▶ **To be done**:
Reproduce the material below word for word, from the first line to the last.

▶ **Data lines**:
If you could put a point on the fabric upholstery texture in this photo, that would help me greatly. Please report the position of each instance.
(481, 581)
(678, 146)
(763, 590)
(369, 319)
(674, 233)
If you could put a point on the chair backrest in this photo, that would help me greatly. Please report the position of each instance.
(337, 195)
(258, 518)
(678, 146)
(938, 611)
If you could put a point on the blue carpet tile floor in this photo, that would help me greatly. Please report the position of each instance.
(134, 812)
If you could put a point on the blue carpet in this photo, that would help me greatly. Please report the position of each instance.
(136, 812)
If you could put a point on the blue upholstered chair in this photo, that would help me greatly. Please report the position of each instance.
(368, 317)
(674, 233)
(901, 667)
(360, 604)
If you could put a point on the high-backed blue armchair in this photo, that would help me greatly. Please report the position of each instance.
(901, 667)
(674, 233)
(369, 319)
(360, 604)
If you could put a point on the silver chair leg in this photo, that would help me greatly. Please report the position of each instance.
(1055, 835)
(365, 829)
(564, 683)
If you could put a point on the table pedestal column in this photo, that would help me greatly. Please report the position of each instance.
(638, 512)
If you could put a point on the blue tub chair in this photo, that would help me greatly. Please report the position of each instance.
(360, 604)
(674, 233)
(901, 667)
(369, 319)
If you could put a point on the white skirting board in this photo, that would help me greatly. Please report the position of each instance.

▶ **Response to the exercise**:
If you could put a point on the fabric upholstery texture in this photo, that would help me greatly. Please report the position of each instance.
(481, 581)
(678, 146)
(763, 590)
(369, 319)
(674, 233)
If you could put a point on the chair backrest in this photo, that would help me greatly. Please report the position of each instance.
(337, 195)
(258, 518)
(678, 146)
(938, 611)
If you could put a point on the blue carpet tile floor in this photo, that would help me greatly. Please report the position of each instance.
(134, 812)
If you could put a point on the blue carpet in this photo, that would help me greatly. Please report the position of each instance.
(136, 812)
If you could put a point on the blue upholstered chair in this photo, that would help me greatly. Please report the position of each instance.
(368, 317)
(674, 233)
(901, 667)
(360, 604)
If you could put a point on the high-backed blue armchair in this photo, that would help me greatly. Please report the position of each instance.
(901, 667)
(674, 233)
(369, 319)
(360, 604)
If you could put a point on the silver chair leg in this photo, that would help me greatly. Please report the position of each instance.
(1055, 835)
(365, 829)
(564, 683)
If you could put a point on the table pedestal column in this photo, that would help me greatly. Please report the position of each instance.
(638, 512)
If you could put a point on the blue tub chair in this photo, that would help me greatly. Please report the position of each instance.
(360, 604)
(674, 233)
(901, 667)
(369, 319)
If you could put a point on the white skirting board in this photo, that would help me greatly. Please report the position of each instance.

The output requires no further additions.